*** Opening Source passage ***
Swedish ice hockey player

Hans Hjelm (16 December 1926 - 17 August 2006) was a Swedish ice hockey player, best known for representing Hammarby IF and winning two domestic titles with the club. He won the silver medal with Sweden in the 1947 World Championships. Hjelm also played bandy.

==Athletic career==
===Ice hockey===
Born and raised in Stockholm, Hjelm started to play ice hockey with Hammarby IF as a youngster. In 1943, at age 17, he made his debut in the senior roster, competing in the top tier Division 1. Hjelm won his first Swedish championship with the club in 1945, scoring the title winning goal in overtime against Södertälje SK, winning 3–2 in the final.

Hjelm made seven international appearances for the Swedish national team. Hjelm won the silver medal with Sweden in the 1947 World Championships.

He played one season with Atlas Diesels IF in the second division in 1948–49, before returning to Hammarby IF. He won his second Swedish championship with the club in 1951, scoring one goal as the side once again beat Södertälje SK with 3–2 in the final.

At the end of his career, Hjelm also represented Saltsjöbadens IF in the second tier for one season, before retiring with Hammarby IF in 1956. In total, he played 185 games for the club and scored 47 goals.

===Bandy===
Like many other ice hockey players at the time, Hjelm also played bandy with Hammarby IF. He competed in the top tier Allsvenskan for one season in 1946.
*** Closing Source passage ***
*** Opening Source material ***
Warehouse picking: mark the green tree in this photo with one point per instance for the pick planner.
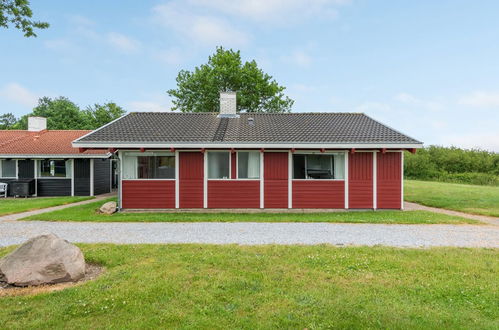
*** Closing Source material ***
[Tasks for this exercise]
(a) Reproduce word for word the part of the Hans Hjelm passage that opens with the words containing "He played one" and closes with "with 3–2 in the final.".
(b) Render this sentence from the Hans Hjelm passage in French: "Hjelm made seven international appearances for the Swedish national team."
(c) Summarize the Hans Hjelm passage in two sentences.
The data come from a source separate from the Hans Hjelm passage.

[Answers given]
(a)
He played one season with Atlas Diesels IF in the second division in 1948–49, before returning to Hammarby IF. He won his second Swedish championship with the club in 1951, scoring one goal as the side once again beat Södertälje SK with 3–2 in the final.

(b) Hjelm a disputé sept matchs internationaux avec l'équipe nationale suédoise.

(c) Hans Hjelm was a Swedish ice hockey player who spent most of his career with Hammarby IF, winning Swedish championships with the club in 1945 and 1951 and playing 185 games for it with 47 goals. He also won a silver medal with Sweden at the 1947 World Championships and played one season of top-tier bandy with Hammarby IF in 1946.